PROVIDED DATA below:

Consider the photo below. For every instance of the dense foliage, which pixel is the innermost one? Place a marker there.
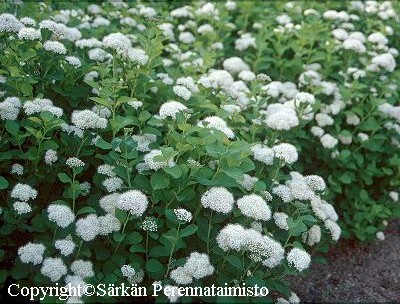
(190, 145)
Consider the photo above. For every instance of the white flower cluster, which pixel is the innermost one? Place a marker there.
(31, 253)
(218, 199)
(87, 119)
(183, 215)
(39, 105)
(133, 201)
(171, 108)
(23, 192)
(154, 164)
(254, 206)
(9, 108)
(260, 248)
(62, 215)
(197, 266)
(217, 123)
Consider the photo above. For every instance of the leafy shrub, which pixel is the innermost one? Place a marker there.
(144, 143)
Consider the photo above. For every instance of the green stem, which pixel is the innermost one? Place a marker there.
(172, 252)
(209, 231)
(73, 194)
(147, 246)
(54, 234)
(122, 232)
(79, 250)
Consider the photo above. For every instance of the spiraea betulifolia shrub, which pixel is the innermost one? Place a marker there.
(146, 143)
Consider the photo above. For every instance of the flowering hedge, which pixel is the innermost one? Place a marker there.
(190, 145)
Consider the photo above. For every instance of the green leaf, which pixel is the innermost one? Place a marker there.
(175, 171)
(159, 181)
(118, 236)
(102, 144)
(133, 238)
(64, 178)
(189, 230)
(155, 266)
(144, 115)
(12, 127)
(86, 210)
(3, 183)
(235, 261)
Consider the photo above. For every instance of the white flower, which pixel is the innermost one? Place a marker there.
(9, 23)
(143, 141)
(117, 41)
(328, 141)
(217, 123)
(22, 207)
(180, 276)
(324, 120)
(245, 41)
(157, 165)
(317, 131)
(298, 259)
(137, 56)
(280, 220)
(171, 108)
(29, 33)
(218, 199)
(182, 92)
(65, 246)
(128, 271)
(99, 54)
(9, 108)
(304, 98)
(232, 236)
(198, 265)
(113, 184)
(108, 202)
(394, 195)
(248, 182)
(315, 182)
(333, 228)
(50, 157)
(149, 224)
(254, 206)
(235, 65)
(87, 119)
(31, 253)
(17, 169)
(247, 75)
(133, 201)
(23, 192)
(81, 268)
(74, 61)
(286, 152)
(55, 47)
(183, 215)
(186, 37)
(88, 227)
(380, 236)
(106, 169)
(40, 105)
(74, 162)
(263, 154)
(53, 268)
(108, 224)
(283, 192)
(385, 61)
(313, 235)
(60, 214)
(280, 117)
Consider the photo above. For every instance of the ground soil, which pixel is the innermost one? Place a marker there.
(356, 273)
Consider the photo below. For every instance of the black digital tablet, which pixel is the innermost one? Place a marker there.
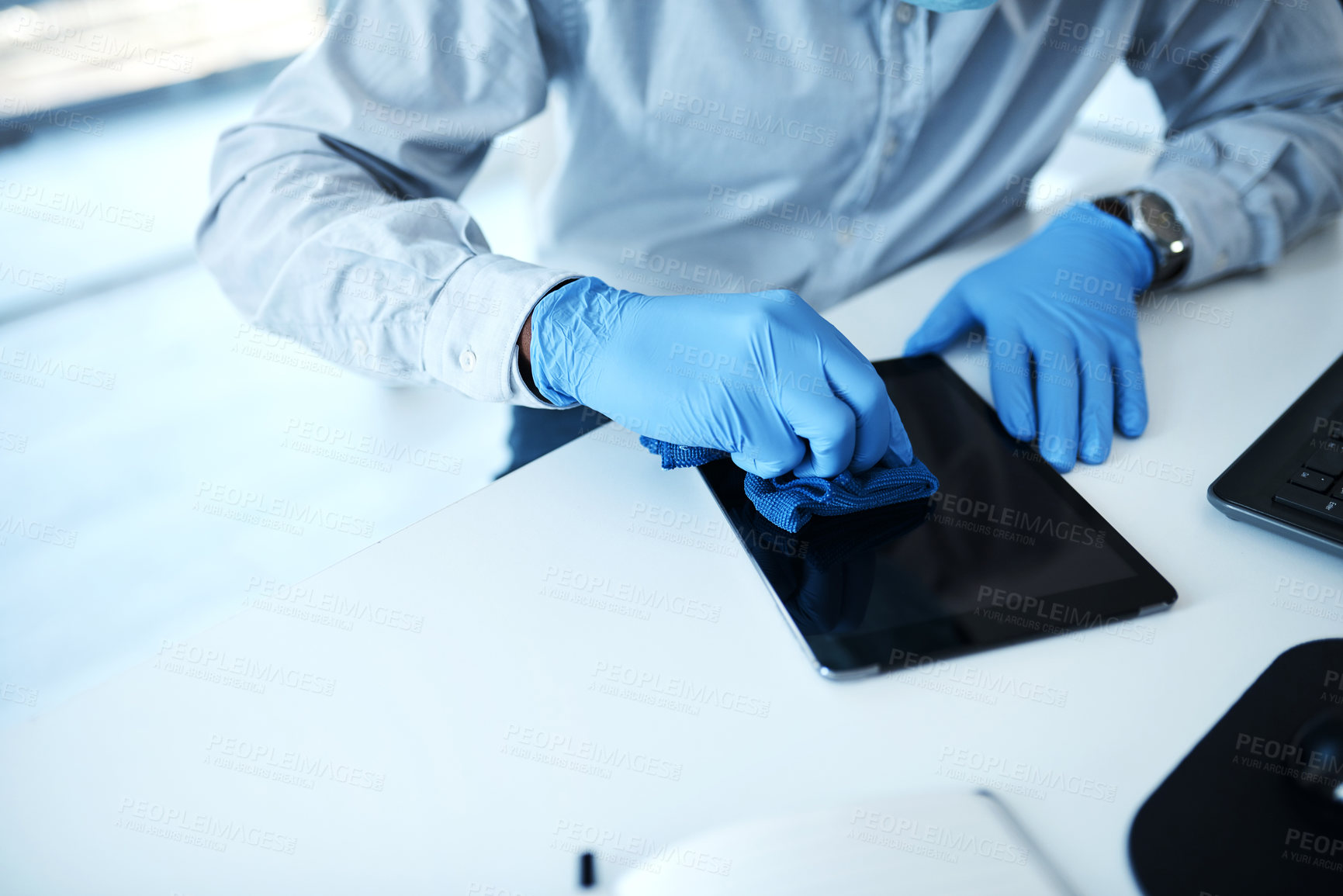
(1005, 551)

End of PROVIDED DATA.

**TASK BRIEF**
Word-for-word repeat, images excluded: return all the data.

**ANSWER AREA**
Consider the photo below. For every instance of the dense foliage, which pixel is the innermost one? Place a marker there.
(190, 145)
Consider the photo above. For every instance of the white flower cluster, which pixel is the innermost one? Place a marker there.
(31, 253)
(218, 199)
(87, 119)
(183, 215)
(39, 105)
(133, 201)
(171, 108)
(23, 192)
(154, 164)
(254, 206)
(9, 108)
(260, 248)
(62, 215)
(197, 266)
(217, 123)
Consider the photo above. For every instance of the leafy shrub, which pixel is the innermost one? Place a marker there.
(144, 143)
Consider the photo above. For every instance of the green stem, which pixel is the innermost one? Place a marker there.
(172, 252)
(209, 231)
(73, 194)
(147, 246)
(54, 234)
(122, 232)
(79, 250)
Consider the photo above. For every instance of the spiraea betulifolia shrub, which pixel is the innermost one? Place a marker there.
(146, 143)
Consider the photo above. For every instance of the flowering hedge, which pixel is the innermost one? Place a marker there.
(190, 145)
Consider the photo above. For every instance of the green leaf, which pixel is the innermost one? Place a marker there.
(175, 171)
(159, 181)
(118, 236)
(102, 144)
(133, 238)
(64, 178)
(189, 230)
(155, 266)
(144, 115)
(12, 127)
(86, 210)
(3, 183)
(235, 261)
Consider the photo above. For every instance of the white flower, which pixel is the innermost one? Place a marker there.
(9, 23)
(143, 141)
(117, 41)
(328, 141)
(217, 123)
(22, 207)
(180, 276)
(324, 120)
(245, 41)
(157, 165)
(317, 131)
(298, 259)
(137, 56)
(280, 220)
(171, 108)
(29, 33)
(218, 199)
(182, 92)
(65, 246)
(128, 271)
(99, 54)
(9, 108)
(304, 98)
(232, 236)
(198, 265)
(113, 184)
(108, 202)
(394, 195)
(248, 182)
(315, 182)
(333, 228)
(50, 157)
(149, 224)
(254, 206)
(235, 65)
(87, 119)
(31, 253)
(17, 169)
(247, 75)
(133, 201)
(23, 192)
(81, 268)
(74, 61)
(286, 152)
(55, 47)
(183, 215)
(186, 37)
(88, 227)
(380, 236)
(106, 169)
(40, 105)
(74, 162)
(263, 154)
(53, 268)
(108, 224)
(283, 192)
(385, 61)
(313, 235)
(60, 214)
(280, 117)
Consider the photo above. For every instance of the ground soil, which pixel is the innermost one? Place a marker there.
(356, 273)
Consider the photo below. For every instance of the black digital tablet, which pixel is the innermost one? Place a marker there.
(1005, 551)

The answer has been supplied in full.